PROBLEM STATEMENT: The answer should hold only the lines from the one that contains "Target: black puppy's ear" through the last line of the material, repeated exactly, without pictures.

################

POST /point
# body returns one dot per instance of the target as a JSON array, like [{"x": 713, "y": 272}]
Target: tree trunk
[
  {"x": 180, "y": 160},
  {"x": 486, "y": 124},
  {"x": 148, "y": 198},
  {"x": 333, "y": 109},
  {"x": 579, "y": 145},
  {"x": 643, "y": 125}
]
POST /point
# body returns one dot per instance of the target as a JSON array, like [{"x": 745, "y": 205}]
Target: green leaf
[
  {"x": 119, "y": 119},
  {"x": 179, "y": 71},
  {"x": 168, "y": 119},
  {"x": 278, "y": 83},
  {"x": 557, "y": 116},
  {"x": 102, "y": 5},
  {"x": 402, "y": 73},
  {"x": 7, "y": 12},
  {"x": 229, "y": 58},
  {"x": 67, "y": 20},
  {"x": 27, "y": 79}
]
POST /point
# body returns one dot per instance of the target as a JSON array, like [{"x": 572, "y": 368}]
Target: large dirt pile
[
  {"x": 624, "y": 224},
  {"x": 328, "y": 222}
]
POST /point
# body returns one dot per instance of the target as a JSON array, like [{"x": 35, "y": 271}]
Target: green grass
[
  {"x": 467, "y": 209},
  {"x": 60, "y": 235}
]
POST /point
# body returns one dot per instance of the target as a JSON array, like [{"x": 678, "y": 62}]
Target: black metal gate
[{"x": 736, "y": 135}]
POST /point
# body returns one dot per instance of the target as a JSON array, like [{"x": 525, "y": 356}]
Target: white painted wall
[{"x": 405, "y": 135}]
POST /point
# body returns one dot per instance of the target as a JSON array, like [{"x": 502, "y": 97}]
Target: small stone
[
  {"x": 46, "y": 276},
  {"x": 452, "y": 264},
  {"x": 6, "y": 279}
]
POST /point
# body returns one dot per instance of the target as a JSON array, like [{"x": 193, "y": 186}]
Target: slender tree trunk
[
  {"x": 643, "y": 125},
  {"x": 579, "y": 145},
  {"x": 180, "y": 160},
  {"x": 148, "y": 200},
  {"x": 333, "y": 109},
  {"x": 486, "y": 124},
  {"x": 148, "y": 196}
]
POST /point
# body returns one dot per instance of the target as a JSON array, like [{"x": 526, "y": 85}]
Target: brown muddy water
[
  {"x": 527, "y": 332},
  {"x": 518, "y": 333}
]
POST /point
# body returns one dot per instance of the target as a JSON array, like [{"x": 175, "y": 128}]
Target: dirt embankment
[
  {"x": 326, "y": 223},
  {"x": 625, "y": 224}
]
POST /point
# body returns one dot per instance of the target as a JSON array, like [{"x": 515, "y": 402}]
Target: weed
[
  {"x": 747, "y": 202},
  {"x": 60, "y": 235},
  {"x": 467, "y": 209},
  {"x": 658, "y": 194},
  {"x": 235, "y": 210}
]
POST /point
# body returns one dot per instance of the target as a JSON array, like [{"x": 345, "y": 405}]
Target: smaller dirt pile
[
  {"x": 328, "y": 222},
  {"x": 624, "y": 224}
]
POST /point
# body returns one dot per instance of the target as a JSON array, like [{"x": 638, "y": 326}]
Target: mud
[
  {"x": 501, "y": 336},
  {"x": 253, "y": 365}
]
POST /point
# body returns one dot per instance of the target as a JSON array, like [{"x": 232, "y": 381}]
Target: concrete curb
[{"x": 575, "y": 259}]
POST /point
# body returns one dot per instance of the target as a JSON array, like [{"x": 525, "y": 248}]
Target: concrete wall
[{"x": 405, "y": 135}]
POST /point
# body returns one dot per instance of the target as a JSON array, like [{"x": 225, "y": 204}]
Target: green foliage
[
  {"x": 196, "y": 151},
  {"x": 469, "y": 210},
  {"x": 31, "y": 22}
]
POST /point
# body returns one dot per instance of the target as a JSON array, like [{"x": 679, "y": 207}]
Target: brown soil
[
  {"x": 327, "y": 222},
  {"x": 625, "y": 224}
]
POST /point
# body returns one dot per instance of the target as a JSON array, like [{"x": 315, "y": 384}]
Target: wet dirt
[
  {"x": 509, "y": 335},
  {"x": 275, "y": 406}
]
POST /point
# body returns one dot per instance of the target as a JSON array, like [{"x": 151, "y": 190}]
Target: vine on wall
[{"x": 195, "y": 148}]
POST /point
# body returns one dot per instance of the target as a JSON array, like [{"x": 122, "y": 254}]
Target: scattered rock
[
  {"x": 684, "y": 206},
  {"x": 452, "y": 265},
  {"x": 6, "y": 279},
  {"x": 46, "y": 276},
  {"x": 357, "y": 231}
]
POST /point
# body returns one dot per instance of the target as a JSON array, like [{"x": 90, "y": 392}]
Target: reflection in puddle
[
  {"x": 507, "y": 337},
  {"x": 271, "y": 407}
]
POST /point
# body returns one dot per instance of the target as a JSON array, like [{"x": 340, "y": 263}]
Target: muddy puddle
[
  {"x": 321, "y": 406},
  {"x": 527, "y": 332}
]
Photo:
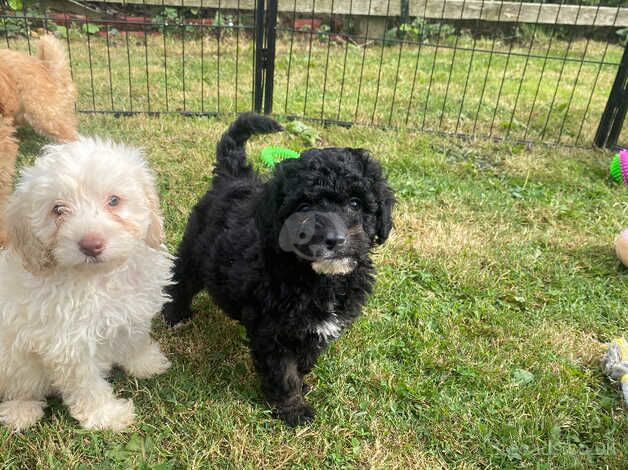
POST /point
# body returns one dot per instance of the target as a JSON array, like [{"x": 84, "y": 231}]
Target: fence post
[
  {"x": 615, "y": 112},
  {"x": 265, "y": 35}
]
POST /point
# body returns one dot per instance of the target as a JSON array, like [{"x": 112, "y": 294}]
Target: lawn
[{"x": 479, "y": 348}]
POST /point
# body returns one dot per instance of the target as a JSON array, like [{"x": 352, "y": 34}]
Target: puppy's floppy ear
[
  {"x": 36, "y": 256},
  {"x": 383, "y": 194},
  {"x": 155, "y": 232}
]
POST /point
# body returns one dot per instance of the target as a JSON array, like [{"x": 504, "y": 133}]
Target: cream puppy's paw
[
  {"x": 21, "y": 414},
  {"x": 147, "y": 362},
  {"x": 115, "y": 415}
]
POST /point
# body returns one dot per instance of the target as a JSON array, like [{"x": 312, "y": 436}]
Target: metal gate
[{"x": 491, "y": 69}]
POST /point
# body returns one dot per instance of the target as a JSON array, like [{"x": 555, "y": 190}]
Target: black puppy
[{"x": 288, "y": 258}]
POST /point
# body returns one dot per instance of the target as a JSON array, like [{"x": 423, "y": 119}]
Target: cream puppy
[{"x": 80, "y": 282}]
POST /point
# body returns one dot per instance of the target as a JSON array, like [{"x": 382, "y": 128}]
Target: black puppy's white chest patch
[{"x": 330, "y": 328}]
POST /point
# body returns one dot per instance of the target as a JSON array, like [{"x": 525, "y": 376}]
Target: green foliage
[
  {"x": 421, "y": 30},
  {"x": 623, "y": 34},
  {"x": 308, "y": 134},
  {"x": 90, "y": 28}
]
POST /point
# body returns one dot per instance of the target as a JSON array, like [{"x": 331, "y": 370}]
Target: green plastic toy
[
  {"x": 619, "y": 167},
  {"x": 272, "y": 155}
]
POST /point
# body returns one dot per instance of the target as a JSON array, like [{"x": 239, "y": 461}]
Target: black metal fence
[{"x": 551, "y": 73}]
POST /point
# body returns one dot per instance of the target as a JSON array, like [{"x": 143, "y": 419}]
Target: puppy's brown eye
[
  {"x": 113, "y": 201},
  {"x": 59, "y": 210},
  {"x": 355, "y": 204}
]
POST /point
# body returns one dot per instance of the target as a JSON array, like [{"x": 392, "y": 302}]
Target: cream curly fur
[
  {"x": 67, "y": 316},
  {"x": 37, "y": 91}
]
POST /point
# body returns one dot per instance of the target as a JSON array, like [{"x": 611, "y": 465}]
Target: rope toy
[
  {"x": 272, "y": 155},
  {"x": 616, "y": 364},
  {"x": 619, "y": 167}
]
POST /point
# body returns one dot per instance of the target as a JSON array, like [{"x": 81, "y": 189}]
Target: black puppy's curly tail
[{"x": 230, "y": 154}]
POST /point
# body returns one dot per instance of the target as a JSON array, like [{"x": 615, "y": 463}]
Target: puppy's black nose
[
  {"x": 333, "y": 239},
  {"x": 92, "y": 245}
]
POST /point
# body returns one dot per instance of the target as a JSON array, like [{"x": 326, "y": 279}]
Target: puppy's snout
[
  {"x": 92, "y": 244},
  {"x": 334, "y": 239}
]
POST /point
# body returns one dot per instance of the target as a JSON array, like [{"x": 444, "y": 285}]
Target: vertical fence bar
[
  {"x": 259, "y": 57},
  {"x": 271, "y": 36},
  {"x": 615, "y": 111}
]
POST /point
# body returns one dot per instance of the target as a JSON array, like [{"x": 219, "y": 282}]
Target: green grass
[
  {"x": 555, "y": 98},
  {"x": 480, "y": 347}
]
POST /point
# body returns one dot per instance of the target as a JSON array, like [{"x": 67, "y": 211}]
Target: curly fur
[
  {"x": 70, "y": 309},
  {"x": 291, "y": 304},
  {"x": 37, "y": 91}
]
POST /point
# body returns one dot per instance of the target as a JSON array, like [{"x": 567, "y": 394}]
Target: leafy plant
[
  {"x": 222, "y": 24},
  {"x": 323, "y": 32},
  {"x": 420, "y": 30},
  {"x": 168, "y": 16},
  {"x": 90, "y": 28},
  {"x": 29, "y": 14},
  {"x": 623, "y": 34},
  {"x": 308, "y": 134}
]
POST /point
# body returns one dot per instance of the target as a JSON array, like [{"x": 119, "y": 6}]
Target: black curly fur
[{"x": 230, "y": 247}]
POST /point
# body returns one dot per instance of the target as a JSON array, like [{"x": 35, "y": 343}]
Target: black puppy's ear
[{"x": 382, "y": 192}]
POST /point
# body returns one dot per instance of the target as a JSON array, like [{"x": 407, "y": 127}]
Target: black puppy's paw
[{"x": 296, "y": 415}]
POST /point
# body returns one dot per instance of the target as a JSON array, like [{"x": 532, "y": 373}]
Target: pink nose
[{"x": 92, "y": 244}]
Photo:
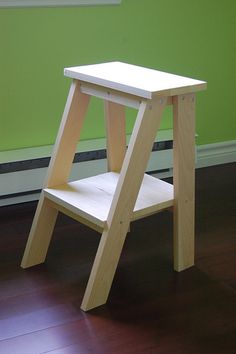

################

PROBLEM SOLUTION:
Target: black puppy's ear
[{"x": 382, "y": 192}]
POST /point
# body returns one dot per instance of the target as a JSON array, like [{"x": 407, "y": 127}]
Target: black puppy's paw
[{"x": 296, "y": 415}]
POST /point
# body returns one dot per instance of the target as a JSON array, like [{"x": 532, "y": 373}]
Target: pink nose
[{"x": 92, "y": 244}]
Photo:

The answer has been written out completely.